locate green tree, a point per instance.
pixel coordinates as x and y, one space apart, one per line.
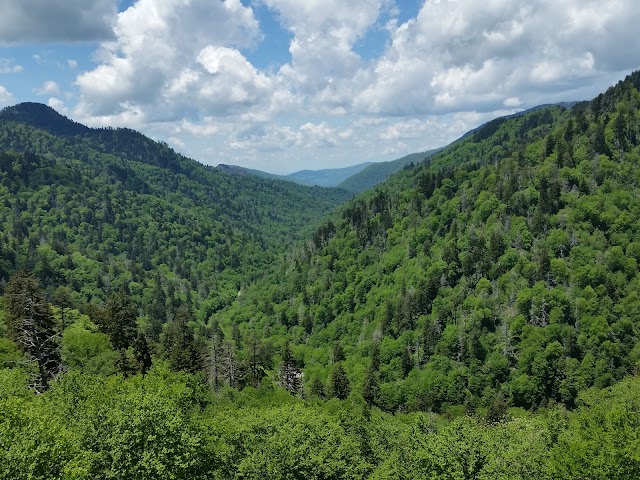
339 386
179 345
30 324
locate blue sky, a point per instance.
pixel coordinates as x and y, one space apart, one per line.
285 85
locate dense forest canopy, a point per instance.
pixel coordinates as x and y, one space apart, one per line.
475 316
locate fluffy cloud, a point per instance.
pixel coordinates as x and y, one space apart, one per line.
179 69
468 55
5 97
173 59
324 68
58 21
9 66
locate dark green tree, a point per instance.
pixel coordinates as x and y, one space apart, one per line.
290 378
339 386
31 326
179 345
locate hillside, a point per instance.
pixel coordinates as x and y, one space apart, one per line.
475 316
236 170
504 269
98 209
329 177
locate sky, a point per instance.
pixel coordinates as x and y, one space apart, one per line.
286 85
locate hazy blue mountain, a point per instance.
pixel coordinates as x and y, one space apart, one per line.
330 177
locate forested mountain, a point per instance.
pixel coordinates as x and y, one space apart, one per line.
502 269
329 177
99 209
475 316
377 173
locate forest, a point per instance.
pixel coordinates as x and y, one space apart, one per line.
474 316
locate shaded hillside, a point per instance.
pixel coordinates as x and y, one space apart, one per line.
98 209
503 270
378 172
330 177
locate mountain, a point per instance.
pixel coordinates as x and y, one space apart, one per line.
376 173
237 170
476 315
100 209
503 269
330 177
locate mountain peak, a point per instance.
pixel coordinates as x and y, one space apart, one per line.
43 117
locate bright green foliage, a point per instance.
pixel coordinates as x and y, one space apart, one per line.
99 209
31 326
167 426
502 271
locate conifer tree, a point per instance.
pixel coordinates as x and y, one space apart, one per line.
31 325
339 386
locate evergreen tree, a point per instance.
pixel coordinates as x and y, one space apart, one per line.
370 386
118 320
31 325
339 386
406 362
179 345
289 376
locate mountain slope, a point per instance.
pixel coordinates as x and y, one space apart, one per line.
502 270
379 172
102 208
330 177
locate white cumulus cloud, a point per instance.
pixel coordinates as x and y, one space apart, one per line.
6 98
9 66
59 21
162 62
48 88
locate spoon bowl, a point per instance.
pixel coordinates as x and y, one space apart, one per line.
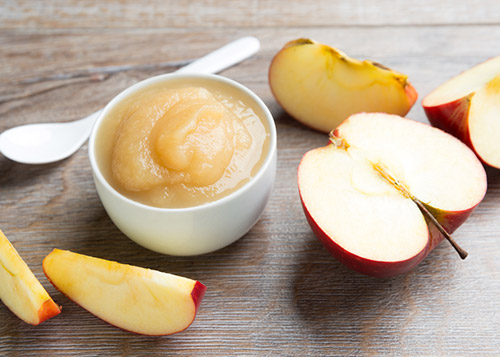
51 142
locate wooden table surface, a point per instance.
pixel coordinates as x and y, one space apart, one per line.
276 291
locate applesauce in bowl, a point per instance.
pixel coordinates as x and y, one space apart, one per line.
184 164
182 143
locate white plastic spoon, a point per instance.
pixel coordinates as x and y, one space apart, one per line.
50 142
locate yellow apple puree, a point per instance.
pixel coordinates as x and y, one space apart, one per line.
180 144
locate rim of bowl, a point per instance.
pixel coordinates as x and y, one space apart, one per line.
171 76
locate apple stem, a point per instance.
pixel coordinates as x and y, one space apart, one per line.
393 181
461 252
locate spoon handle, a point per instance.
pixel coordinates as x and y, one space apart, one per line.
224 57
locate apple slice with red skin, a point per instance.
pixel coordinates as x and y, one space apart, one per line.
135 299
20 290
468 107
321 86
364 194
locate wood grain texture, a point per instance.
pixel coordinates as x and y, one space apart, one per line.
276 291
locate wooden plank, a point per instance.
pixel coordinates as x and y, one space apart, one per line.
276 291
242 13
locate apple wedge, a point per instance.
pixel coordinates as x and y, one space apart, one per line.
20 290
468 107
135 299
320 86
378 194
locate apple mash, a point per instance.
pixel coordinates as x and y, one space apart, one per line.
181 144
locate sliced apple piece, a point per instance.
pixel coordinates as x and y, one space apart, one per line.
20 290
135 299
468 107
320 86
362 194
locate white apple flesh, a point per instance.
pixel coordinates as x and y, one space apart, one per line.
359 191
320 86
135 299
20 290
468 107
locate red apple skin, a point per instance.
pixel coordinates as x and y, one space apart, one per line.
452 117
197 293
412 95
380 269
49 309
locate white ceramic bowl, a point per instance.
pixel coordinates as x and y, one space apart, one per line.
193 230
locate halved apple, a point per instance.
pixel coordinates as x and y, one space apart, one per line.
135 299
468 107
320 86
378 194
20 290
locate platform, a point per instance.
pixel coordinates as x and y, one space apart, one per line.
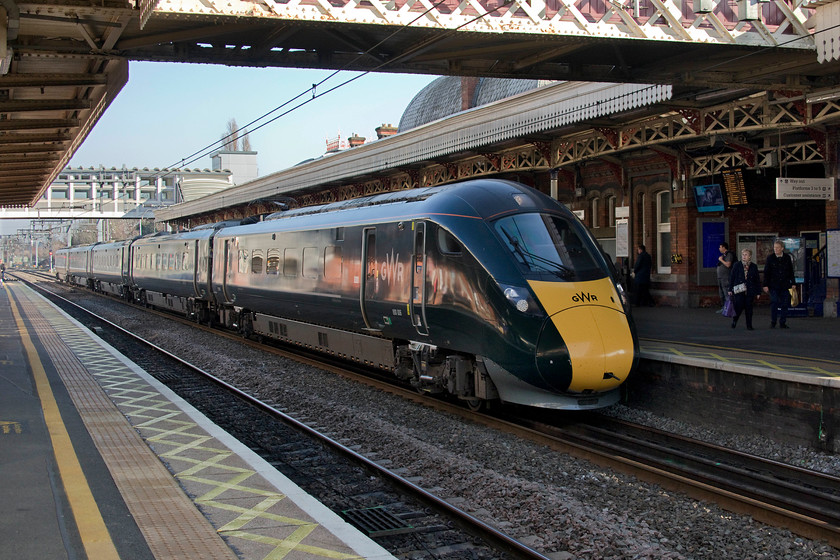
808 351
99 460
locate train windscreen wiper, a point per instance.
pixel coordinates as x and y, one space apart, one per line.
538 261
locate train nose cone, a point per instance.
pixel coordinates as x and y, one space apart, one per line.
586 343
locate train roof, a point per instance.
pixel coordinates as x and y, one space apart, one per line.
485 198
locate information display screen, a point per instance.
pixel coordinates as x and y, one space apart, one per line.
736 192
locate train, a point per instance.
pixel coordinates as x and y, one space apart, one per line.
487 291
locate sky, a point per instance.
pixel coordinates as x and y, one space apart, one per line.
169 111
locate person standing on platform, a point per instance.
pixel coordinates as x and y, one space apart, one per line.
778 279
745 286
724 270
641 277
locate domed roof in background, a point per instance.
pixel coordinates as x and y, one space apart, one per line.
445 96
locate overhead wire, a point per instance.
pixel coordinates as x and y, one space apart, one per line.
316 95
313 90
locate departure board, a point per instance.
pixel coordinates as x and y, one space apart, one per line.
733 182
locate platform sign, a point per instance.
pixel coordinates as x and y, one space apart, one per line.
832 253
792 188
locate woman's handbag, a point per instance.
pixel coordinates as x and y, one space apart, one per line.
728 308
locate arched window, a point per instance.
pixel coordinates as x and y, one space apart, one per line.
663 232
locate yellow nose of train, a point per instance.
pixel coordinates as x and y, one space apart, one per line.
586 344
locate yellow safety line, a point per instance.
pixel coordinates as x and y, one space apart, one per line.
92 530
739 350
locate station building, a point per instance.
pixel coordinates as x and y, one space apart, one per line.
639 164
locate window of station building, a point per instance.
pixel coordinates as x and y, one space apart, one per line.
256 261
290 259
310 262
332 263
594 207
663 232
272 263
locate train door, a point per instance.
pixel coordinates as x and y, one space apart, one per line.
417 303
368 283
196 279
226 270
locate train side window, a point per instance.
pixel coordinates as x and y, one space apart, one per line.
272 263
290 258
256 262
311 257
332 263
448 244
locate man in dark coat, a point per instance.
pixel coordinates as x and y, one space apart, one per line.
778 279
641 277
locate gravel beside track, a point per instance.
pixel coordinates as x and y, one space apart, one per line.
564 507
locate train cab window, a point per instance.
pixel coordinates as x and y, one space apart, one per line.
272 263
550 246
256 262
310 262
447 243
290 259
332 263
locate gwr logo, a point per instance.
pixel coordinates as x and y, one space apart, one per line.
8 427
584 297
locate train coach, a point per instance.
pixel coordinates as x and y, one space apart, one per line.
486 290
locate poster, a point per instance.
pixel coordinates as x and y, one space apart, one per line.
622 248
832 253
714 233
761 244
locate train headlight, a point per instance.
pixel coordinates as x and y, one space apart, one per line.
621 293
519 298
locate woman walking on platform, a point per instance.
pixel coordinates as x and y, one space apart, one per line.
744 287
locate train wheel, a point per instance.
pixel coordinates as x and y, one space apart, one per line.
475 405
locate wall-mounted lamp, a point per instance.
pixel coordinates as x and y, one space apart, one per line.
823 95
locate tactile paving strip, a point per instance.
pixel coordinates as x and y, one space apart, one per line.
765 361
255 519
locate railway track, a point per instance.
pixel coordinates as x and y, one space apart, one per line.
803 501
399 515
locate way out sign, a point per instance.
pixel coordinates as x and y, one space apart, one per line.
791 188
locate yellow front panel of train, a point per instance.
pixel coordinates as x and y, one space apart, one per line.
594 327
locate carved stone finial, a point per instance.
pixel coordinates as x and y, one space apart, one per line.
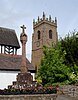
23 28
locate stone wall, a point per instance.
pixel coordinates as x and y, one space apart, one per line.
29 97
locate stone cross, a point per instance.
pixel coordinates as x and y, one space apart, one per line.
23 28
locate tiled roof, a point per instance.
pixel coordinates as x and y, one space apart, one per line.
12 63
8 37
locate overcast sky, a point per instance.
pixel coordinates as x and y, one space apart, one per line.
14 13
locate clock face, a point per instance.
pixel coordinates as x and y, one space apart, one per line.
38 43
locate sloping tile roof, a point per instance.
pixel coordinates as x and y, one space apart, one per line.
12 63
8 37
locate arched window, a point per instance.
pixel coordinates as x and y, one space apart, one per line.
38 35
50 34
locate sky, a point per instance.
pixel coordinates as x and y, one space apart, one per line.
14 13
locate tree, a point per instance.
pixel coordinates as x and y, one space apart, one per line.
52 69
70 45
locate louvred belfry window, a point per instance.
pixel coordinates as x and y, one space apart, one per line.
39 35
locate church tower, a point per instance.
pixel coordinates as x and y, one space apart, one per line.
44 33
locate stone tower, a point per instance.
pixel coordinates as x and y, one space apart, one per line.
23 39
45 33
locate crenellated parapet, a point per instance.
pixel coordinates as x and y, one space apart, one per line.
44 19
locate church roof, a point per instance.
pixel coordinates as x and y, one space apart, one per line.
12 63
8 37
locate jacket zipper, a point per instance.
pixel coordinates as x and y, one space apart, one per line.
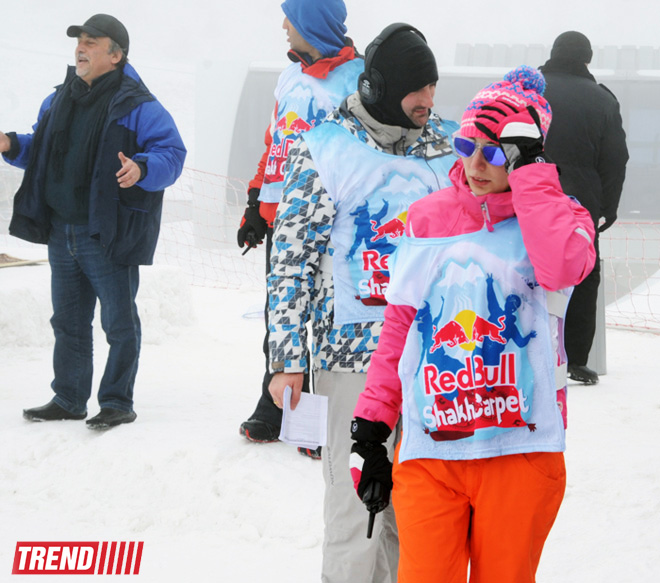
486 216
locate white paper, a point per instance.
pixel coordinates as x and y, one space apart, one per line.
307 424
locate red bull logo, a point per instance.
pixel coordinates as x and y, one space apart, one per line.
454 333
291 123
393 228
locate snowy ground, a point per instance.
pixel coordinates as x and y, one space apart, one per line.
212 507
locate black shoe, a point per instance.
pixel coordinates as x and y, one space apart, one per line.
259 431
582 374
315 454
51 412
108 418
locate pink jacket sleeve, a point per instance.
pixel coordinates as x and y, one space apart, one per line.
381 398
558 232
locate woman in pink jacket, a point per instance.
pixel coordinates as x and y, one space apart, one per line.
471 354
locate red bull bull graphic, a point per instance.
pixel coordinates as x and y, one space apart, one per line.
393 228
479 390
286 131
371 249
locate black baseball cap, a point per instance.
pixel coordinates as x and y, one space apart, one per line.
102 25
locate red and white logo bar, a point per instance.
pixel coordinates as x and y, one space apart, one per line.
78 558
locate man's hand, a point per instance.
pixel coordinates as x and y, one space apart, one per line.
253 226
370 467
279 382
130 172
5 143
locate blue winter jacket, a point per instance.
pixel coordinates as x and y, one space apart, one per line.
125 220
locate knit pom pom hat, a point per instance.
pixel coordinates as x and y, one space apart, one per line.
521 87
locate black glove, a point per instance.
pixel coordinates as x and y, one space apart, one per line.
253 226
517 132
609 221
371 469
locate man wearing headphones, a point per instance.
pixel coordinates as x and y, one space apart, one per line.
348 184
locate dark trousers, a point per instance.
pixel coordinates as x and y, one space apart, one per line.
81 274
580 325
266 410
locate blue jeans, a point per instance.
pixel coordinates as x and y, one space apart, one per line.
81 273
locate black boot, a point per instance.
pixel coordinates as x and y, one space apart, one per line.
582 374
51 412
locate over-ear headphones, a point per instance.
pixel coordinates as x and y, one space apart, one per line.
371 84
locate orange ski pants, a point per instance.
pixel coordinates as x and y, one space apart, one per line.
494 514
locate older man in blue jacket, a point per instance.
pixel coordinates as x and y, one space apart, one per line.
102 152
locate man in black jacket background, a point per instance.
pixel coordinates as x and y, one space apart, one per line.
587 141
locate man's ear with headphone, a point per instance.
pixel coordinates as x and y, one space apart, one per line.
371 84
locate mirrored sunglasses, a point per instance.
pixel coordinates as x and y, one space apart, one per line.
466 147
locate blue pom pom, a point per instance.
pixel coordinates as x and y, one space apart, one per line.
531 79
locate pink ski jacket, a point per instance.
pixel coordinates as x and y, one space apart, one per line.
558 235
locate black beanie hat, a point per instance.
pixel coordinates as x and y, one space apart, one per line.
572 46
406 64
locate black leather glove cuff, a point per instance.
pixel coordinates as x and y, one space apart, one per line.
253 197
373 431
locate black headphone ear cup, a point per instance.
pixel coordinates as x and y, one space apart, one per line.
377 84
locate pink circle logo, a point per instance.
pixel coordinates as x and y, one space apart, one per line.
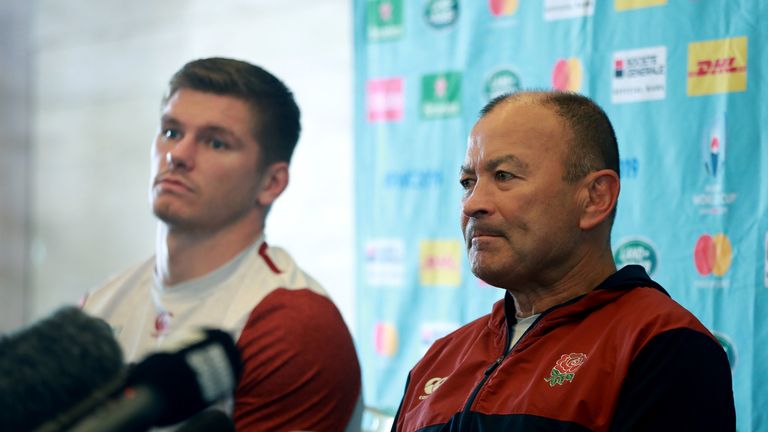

-*-

#### Do this
Skip the pictures and write out exactly the lines from the line containing "locate man's ear" through the end of the listing above.

#### Answer to the exercise
locate man's ear with headphone, a point per instance.
pixel coordinates as x and y, one space apart, one per line.
371 84
locate mirrored sunglasses, a point per instance.
pixel coordinates as x and y, one space apart, one per line.
466 147
locate blue pom pom, a point per instance.
pixel coordinates as x and y, one space apart, one per line.
531 79
locate pink ski jacket, a point per instance.
pixel coordinates as x and y, one space apart, one per line.
558 235
locate black beanie hat, a point per instance.
pixel coordinates as x and y, one space apart, one per line.
572 46
406 64
locate black leather glove cuff, a point per instance.
pixel coordinates as x and y, one space apart, one per line.
253 197
373 431
locate black headphone ear cup, a point per instance.
pixel coordinates as x and y, one space apart, one per line.
377 84
locate pink circle logo, a point per instance.
pixel coordinates as x and y, one space apart, one per line.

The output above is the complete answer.